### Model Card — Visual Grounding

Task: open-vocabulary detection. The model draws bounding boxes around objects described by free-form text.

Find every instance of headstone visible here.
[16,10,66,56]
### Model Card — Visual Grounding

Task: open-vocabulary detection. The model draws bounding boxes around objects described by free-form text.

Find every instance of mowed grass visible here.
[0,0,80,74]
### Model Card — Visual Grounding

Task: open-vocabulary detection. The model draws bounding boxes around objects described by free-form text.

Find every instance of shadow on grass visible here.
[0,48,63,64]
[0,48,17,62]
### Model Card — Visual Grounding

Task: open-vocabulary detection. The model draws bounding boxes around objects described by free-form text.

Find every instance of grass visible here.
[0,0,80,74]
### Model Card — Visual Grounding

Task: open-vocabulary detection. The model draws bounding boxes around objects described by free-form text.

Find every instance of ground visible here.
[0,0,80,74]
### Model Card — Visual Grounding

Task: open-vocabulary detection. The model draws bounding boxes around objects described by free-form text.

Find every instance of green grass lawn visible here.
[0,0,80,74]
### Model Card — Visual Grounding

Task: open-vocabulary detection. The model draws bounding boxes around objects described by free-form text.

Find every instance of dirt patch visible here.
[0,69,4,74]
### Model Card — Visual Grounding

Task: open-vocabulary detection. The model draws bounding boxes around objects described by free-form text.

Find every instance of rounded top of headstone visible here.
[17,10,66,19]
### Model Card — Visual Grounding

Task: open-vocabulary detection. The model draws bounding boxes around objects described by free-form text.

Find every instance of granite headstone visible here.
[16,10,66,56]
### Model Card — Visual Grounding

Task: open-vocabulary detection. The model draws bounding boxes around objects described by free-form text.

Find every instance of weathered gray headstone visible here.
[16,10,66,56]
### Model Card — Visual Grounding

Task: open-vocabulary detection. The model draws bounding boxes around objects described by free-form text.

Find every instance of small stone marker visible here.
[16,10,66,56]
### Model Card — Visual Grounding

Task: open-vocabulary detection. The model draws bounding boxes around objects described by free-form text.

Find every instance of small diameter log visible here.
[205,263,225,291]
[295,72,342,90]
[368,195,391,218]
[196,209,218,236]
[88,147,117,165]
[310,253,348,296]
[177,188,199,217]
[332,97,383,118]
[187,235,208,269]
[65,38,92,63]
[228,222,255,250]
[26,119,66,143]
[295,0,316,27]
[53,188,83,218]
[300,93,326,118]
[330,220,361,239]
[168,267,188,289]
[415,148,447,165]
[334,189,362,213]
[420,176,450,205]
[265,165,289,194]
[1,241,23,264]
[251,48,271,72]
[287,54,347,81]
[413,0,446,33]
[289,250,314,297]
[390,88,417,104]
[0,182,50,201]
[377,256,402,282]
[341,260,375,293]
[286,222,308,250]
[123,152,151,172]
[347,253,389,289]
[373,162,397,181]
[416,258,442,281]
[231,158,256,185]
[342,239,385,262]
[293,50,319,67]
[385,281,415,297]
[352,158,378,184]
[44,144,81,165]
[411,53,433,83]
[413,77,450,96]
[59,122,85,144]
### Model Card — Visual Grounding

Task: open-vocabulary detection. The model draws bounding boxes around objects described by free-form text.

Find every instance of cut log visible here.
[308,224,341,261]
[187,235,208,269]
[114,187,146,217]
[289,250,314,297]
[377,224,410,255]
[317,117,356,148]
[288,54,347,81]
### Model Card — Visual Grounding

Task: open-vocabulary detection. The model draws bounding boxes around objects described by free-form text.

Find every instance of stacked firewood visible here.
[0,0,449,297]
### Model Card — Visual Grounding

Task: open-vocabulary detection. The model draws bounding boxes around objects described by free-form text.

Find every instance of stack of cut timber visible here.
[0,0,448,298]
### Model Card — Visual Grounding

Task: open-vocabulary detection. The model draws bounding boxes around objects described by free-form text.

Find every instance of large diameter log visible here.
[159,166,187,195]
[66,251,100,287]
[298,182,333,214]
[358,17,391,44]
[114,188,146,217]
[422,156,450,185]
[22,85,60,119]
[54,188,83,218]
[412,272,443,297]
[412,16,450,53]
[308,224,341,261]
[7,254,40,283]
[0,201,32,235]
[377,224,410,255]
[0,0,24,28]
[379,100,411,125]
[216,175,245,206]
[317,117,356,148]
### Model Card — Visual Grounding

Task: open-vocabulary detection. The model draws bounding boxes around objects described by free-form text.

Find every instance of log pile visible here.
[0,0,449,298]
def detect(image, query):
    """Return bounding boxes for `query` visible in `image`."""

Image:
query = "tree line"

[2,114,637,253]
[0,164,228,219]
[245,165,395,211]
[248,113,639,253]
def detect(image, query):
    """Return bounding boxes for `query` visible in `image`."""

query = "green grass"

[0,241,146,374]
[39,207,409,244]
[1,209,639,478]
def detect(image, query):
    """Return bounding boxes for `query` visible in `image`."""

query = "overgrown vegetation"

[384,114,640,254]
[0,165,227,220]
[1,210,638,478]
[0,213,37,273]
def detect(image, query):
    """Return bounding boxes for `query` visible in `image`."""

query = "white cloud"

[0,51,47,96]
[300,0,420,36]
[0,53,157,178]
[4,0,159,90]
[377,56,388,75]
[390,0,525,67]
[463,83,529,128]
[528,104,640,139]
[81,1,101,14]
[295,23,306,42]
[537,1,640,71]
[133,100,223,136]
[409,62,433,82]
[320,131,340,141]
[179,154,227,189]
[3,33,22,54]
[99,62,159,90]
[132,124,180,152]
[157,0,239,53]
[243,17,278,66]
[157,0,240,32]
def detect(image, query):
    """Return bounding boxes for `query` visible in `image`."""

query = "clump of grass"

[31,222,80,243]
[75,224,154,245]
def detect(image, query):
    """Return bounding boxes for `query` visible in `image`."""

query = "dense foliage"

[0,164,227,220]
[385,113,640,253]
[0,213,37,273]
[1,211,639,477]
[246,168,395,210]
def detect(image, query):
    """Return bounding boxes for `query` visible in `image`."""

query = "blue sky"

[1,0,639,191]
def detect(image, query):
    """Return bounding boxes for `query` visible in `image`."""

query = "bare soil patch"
____
Word for word, transcribe all of the material.

### Model Card — Visual Grounding

Task: open-vocabulary detection. The model draws bounding boxes around objects described by free-form text.

Find every instance of headstone visible here.
[16,10,66,56]
### Model Card — Visual Grounding

Task: open-vocabulary detection. The model draws bounding boxes around objects described by free-form text.

Find every instance of mowed grass visible here.
[0,0,80,74]
### Model Card — Visual Grounding

Task: open-vocabulary detection. The model draws bounding boxes around objects described by free-form text.

Find every instance of shadow on grass visible here.
[0,48,63,64]
[0,48,17,62]
### Model Card — Visual Grounding

Task: open-vocabulary detection. The model draws bounding boxes around objects described by free-form text.

Find every instance of grass visible here.
[0,0,80,74]
### Model Card — Visual Grounding

Task: open-vocabulary detection. The model draws bounding boxes around objects described by free-form text.

Find every instance of ground visible here.
[0,0,80,74]
### Model Card — Visual Grounding

Task: open-vocabulary detection. The model draws bounding boxes around objects described by free-form text.

Find every instance of green grass lawn visible here.
[0,0,80,74]
### Model Card — Visual Grounding

Task: open-vocabulary detection. The model draws bounding boxes around objects described by free-form text.

Find every instance of dirt patch visible here.
[0,69,4,74]
### Model Card — Visual Grounding

Task: open-vocabulary detection. The model draws bounding boxes around objects described by free-form text.

Find every instance of rounded top of headstone visible here.
[17,10,66,19]
### Model Card — Visual Grounding

Task: open-vocabulary detection. The model draws bounding boxes around objects described by free-form text.

Find every instance of granite headstone visible here.
[16,10,66,56]
### Model Card — Visual Grounding

Task: open-vocabulary detection. The model draws bounding boxes around objects described by free-form text.

Find every instance of weathered gray headstone visible here.
[16,10,66,56]
### Model Card — Visual Grounding

Task: open-vocabulary detection. The model draws bounding boxes around objects described by free-form text.

Find every instance of small stone marker visible here.
[16,10,66,56]
### Model Card — Visual Grounding

Task: open-vocabulary detection. The model draws bounding boxes around objects described by free-form text.

Find every instance of small diameter log visible here.
[205,263,225,291]
[295,72,342,90]
[368,195,391,218]
[196,209,218,236]
[88,147,117,165]
[310,253,348,296]
[177,188,199,217]
[332,97,383,118]
[187,235,208,269]
[65,38,92,63]
[228,222,255,250]
[26,119,66,143]
[295,0,316,27]
[53,188,83,218]
[300,93,326,118]
[330,220,361,239]
[168,267,188,289]
[415,148,447,165]
[334,189,362,213]
[420,176,450,205]
[265,165,289,194]
[1,241,23,264]
[251,48,271,72]
[287,54,347,81]
[413,0,446,33]
[289,250,314,297]
[390,88,417,104]
[0,182,50,201]
[377,256,402,282]
[341,260,375,293]
[286,222,308,250]
[123,152,151,172]
[347,253,389,289]
[373,162,397,181]
[416,258,442,281]
[231,158,256,185]
[342,239,385,262]
[293,50,319,67]
[385,281,415,297]
[352,158,378,184]
[44,144,81,165]
[411,53,433,83]
[413,77,450,96]
[59,122,85,144]
### Model Card — Visual Grounding

Task: open-vocabulary detection. The model draws bounding boxes around objects described by free-form text.

Find every instance of cut log visible here.
[308,224,341,261]
[187,235,208,269]
[114,187,146,217]
[289,250,314,297]
[377,224,410,255]
[317,117,356,148]
[288,54,347,81]
### Model Card — Visual Grounding

Task: open-vocabulary detection. The model draws bounding boxes around objects described by free-form text.

Find every instance of stacked firewood visible here.
[0,0,449,297]
### Model Card — Visual Grounding

Task: open-vocabulary detection. The model draws bounding boxes around objects described by free-form text.

Find every instance of stack of cut timber visible here.
[0,0,448,298]
### Model Card — Visual Grounding

Task: open-vocabulary detection. The model draws bounding boxes around objects described by free-form text.

Find every instance of large diameter log visible here.
[159,166,187,195]
[66,251,100,287]
[298,182,333,214]
[358,17,391,44]
[114,188,146,217]
[422,156,450,185]
[22,85,60,119]
[54,188,83,218]
[412,272,443,297]
[412,16,450,53]
[308,224,341,261]
[7,254,40,283]
[0,201,32,235]
[377,224,410,255]
[0,0,24,28]
[379,100,411,125]
[216,175,245,206]
[317,117,356,148]
### Model Card — Visual Grounding

Task: open-vocabulary detection. The model draws bounding boxes around objects described by free-form text.

Find every instance of log pile visible here.
[0,0,449,298]
def detect(image, query):
    """Return bounding boxes for `query` visible in `image`."""

Image:
query = "tree line"

[2,114,637,253]
[0,164,228,219]
[245,165,395,211]
[248,113,639,253]
def detect(image, query):
    """Return bounding boxes for `query` visible in `image`."""

query = "green grass"

[0,241,146,374]
[39,207,409,244]
[1,209,639,478]
def detect(image, query):
    """Return bounding boxes for `query` visible in `image`."""

query = "overgrown vegetation"

[384,114,640,254]
[0,165,227,220]
[1,210,638,478]
[0,213,37,273]
def detect(image, query):
    """Return bounding boxes for `query` visible in `image`."""

query = "white cloud"

[0,51,47,96]
[300,0,420,36]
[0,53,157,178]
[4,0,159,90]
[377,56,388,75]
[390,0,525,67]
[463,83,529,128]
[528,104,640,139]
[81,1,101,14]
[295,23,306,42]
[537,1,640,71]
[133,100,223,136]
[409,62,433,82]
[320,131,340,141]
[179,154,227,189]
[3,33,22,54]
[99,62,159,90]
[132,124,180,152]
[157,0,239,53]
[243,17,278,66]
[157,0,240,32]
def detect(image, query):
    """Return bounding boxes for `query` visible in `image`."""

query = "clump of grass"

[31,222,80,243]
[75,224,154,245]
def detect(image, query):
    """Return bounding boxes for `query` visible in `image`."""

query = "dense foliage"

[0,164,227,220]
[385,113,640,253]
[0,213,37,273]
[1,211,639,477]
[246,168,395,210]
def detect(image, query):
    """Return bounding boxes for `query` visible in `image`."""

query = "blue sky"

[1,0,639,191]
def detect(image, query):
    """Return bounding boxes for `query` visible in `image`."""

query = "bare soil patch"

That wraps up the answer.